* Exercise goal
For the string "stone", search the entries below and copy every line where it appears.

Stored data entries:
++++++

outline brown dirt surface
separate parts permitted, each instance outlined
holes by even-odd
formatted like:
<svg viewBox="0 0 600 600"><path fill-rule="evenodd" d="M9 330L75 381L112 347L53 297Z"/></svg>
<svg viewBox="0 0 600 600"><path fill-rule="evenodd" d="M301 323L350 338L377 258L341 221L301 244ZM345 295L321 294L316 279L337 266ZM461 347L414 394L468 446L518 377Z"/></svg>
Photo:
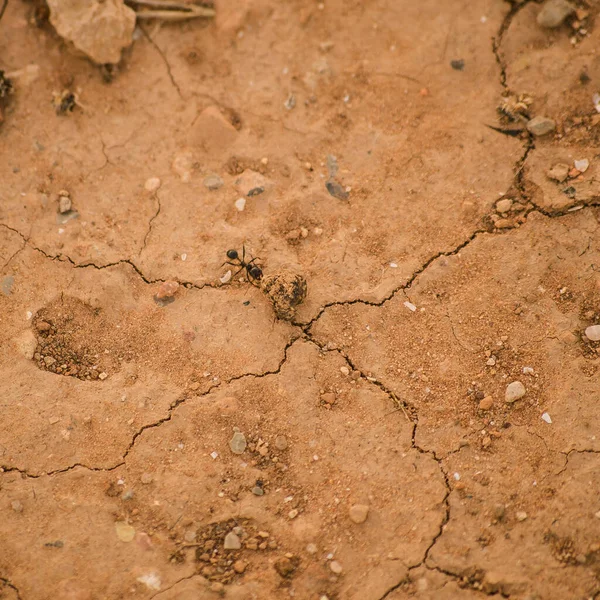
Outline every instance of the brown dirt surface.
<svg viewBox="0 0 600 600"><path fill-rule="evenodd" d="M8 3L0 598L600 598L574 4L218 0L98 67Z"/></svg>

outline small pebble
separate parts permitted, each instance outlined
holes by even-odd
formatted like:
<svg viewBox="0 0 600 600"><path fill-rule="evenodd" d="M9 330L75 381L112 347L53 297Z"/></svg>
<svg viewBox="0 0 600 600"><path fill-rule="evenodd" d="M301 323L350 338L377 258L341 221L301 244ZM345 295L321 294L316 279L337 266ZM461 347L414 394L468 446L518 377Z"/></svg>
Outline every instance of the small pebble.
<svg viewBox="0 0 600 600"><path fill-rule="evenodd" d="M242 542L240 541L240 538L233 533L233 531L230 531L225 536L223 547L225 550L239 550L242 547Z"/></svg>
<svg viewBox="0 0 600 600"><path fill-rule="evenodd" d="M144 183L144 188L148 192L155 192L160 187L160 179L158 177L150 177L150 179L146 179L146 183Z"/></svg>
<svg viewBox="0 0 600 600"><path fill-rule="evenodd" d="M513 201L510 198L503 198L496 202L496 210L499 213L507 213L512 208L512 205Z"/></svg>
<svg viewBox="0 0 600 600"><path fill-rule="evenodd" d="M236 431L229 440L229 447L234 454L243 454L246 450L246 436L241 431Z"/></svg>
<svg viewBox="0 0 600 600"><path fill-rule="evenodd" d="M451 60L450 66L455 71L462 71L465 68L465 61L462 58L459 58L458 60Z"/></svg>
<svg viewBox="0 0 600 600"><path fill-rule="evenodd" d="M121 500L131 500L133 498L133 496L134 496L133 490L125 490L121 494Z"/></svg>
<svg viewBox="0 0 600 600"><path fill-rule="evenodd" d="M338 200L348 200L350 196L345 188L333 179L330 179L325 184L325 187L327 188L329 194Z"/></svg>
<svg viewBox="0 0 600 600"><path fill-rule="evenodd" d="M600 511L598 512L598 514L596 516L600 519ZM309 554L316 554L319 551L319 549L317 548L316 544L307 544L306 551Z"/></svg>
<svg viewBox="0 0 600 600"><path fill-rule="evenodd" d="M235 207L242 212L246 208L246 198L238 198L235 201Z"/></svg>
<svg viewBox="0 0 600 600"><path fill-rule="evenodd" d="M585 337L592 342L600 342L600 325L590 325L586 328Z"/></svg>
<svg viewBox="0 0 600 600"><path fill-rule="evenodd" d="M340 373L342 375L350 375L350 369L348 367L340 367Z"/></svg>
<svg viewBox="0 0 600 600"><path fill-rule="evenodd" d="M527 513L523 511L519 511L516 514L517 521L524 521L527 518Z"/></svg>
<svg viewBox="0 0 600 600"><path fill-rule="evenodd" d="M575 10L576 7L566 0L548 0L538 13L538 25L549 29L560 27Z"/></svg>
<svg viewBox="0 0 600 600"><path fill-rule="evenodd" d="M244 562L243 560L236 560L233 563L233 570L236 573L242 574L246 570L247 566L248 566L247 562Z"/></svg>
<svg viewBox="0 0 600 600"><path fill-rule="evenodd" d="M479 410L490 410L490 408L492 408L492 406L494 406L494 399L491 396L486 396L479 403Z"/></svg>
<svg viewBox="0 0 600 600"><path fill-rule="evenodd" d="M504 400L508 404L512 404L522 398L526 394L525 386L520 381L513 381L506 386Z"/></svg>
<svg viewBox="0 0 600 600"><path fill-rule="evenodd" d="M218 175L209 175L204 178L204 186L211 191L218 190L223 187L223 180Z"/></svg>
<svg viewBox="0 0 600 600"><path fill-rule="evenodd" d="M504 518L505 514L506 507L504 506L504 504L496 504L496 506L494 506L494 517L496 517L498 521L501 521Z"/></svg>
<svg viewBox="0 0 600 600"><path fill-rule="evenodd" d="M98 375L98 379L101 379L102 381L104 381L107 377L108 377L108 374L105 373L104 371L102 371L102 373L100 373Z"/></svg>
<svg viewBox="0 0 600 600"><path fill-rule="evenodd" d="M216 460L217 456L219 456L218 452L211 452L210 456L212 457L213 460Z"/></svg>
<svg viewBox="0 0 600 600"><path fill-rule="evenodd" d="M277 450L285 450L288 447L288 441L285 435L278 435L275 438L275 448Z"/></svg>
<svg viewBox="0 0 600 600"><path fill-rule="evenodd" d="M562 183L569 176L569 165L565 165L564 163L558 163L546 172L546 176L549 179L558 181L558 183Z"/></svg>
<svg viewBox="0 0 600 600"><path fill-rule="evenodd" d="M164 298L172 298L179 289L177 281L163 281L156 292L156 298L162 300Z"/></svg>
<svg viewBox="0 0 600 600"><path fill-rule="evenodd" d="M298 516L298 510L295 508L290 510L290 512L288 513L288 517L290 519L295 519L297 516Z"/></svg>
<svg viewBox="0 0 600 600"><path fill-rule="evenodd" d="M261 488L259 485L255 485L255 486L252 488L252 493L253 493L255 496L264 496L264 494L265 494L265 490L263 490L263 488Z"/></svg>
<svg viewBox="0 0 600 600"><path fill-rule="evenodd" d="M343 571L342 565L340 565L337 560L332 560L329 563L329 568L331 569L331 572L335 573L336 575L340 575L340 573Z"/></svg>
<svg viewBox="0 0 600 600"><path fill-rule="evenodd" d="M406 308L408 308L408 310L411 310L412 312L415 312L415 310L417 310L417 307L412 302L408 302L408 300L404 302L404 306L406 306Z"/></svg>
<svg viewBox="0 0 600 600"><path fill-rule="evenodd" d="M154 481L154 477L150 473L143 473L141 481L144 485L148 485Z"/></svg>
<svg viewBox="0 0 600 600"><path fill-rule="evenodd" d="M18 500L13 500L10 505L15 512L23 512L23 505Z"/></svg>
<svg viewBox="0 0 600 600"><path fill-rule="evenodd" d="M353 504L348 511L348 516L353 523L360 525L369 516L369 507L366 504Z"/></svg>
<svg viewBox="0 0 600 600"><path fill-rule="evenodd" d="M535 136L546 135L556 129L556 123L548 117L533 117L527 123L527 131Z"/></svg>
<svg viewBox="0 0 600 600"><path fill-rule="evenodd" d="M48 419L48 421L50 422L50 425L55 425L56 423L58 423L60 421L59 417L50 417Z"/></svg>
<svg viewBox="0 0 600 600"><path fill-rule="evenodd" d="M189 530L185 532L185 535L183 536L183 539L188 542L189 544L191 544L192 542L196 541L196 532L193 530Z"/></svg>
<svg viewBox="0 0 600 600"><path fill-rule="evenodd" d="M221 283L227 283L230 279L231 279L231 269L229 271L227 271L227 273L225 273L225 275L223 275L223 277L220 277L219 281Z"/></svg>
<svg viewBox="0 0 600 600"><path fill-rule="evenodd" d="M546 421L546 423L552 424L552 419L550 418L550 415L547 412L542 414L542 421Z"/></svg>
<svg viewBox="0 0 600 600"><path fill-rule="evenodd" d="M68 213L71 210L71 198L68 196L59 196L58 198L58 212L61 215Z"/></svg>
<svg viewBox="0 0 600 600"><path fill-rule="evenodd" d="M590 161L587 158L582 158L581 160L573 161L573 164L580 173L585 173L590 166Z"/></svg>
<svg viewBox="0 0 600 600"><path fill-rule="evenodd" d="M325 394L321 394L321 400L325 404L335 404L336 397L333 392L326 392Z"/></svg>
<svg viewBox="0 0 600 600"><path fill-rule="evenodd" d="M533 375L533 369L531 367L523 367L523 374Z"/></svg>
<svg viewBox="0 0 600 600"><path fill-rule="evenodd" d="M296 96L290 94L283 104L287 110L292 110L296 106Z"/></svg>
<svg viewBox="0 0 600 600"><path fill-rule="evenodd" d="M125 521L117 521L115 523L115 531L117 533L117 537L122 542L131 542L135 537L135 529L128 525Z"/></svg>
<svg viewBox="0 0 600 600"><path fill-rule="evenodd" d="M210 584L210 591L220 595L225 591L225 586L219 581L214 581Z"/></svg>

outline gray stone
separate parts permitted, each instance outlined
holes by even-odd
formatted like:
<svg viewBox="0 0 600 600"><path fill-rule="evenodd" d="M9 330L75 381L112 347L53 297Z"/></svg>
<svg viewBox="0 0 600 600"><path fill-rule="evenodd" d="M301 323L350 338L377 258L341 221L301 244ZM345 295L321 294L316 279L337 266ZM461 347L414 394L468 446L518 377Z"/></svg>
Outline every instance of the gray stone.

++++++

* Problem solution
outline gray stone
Outline every instance of the gray stone.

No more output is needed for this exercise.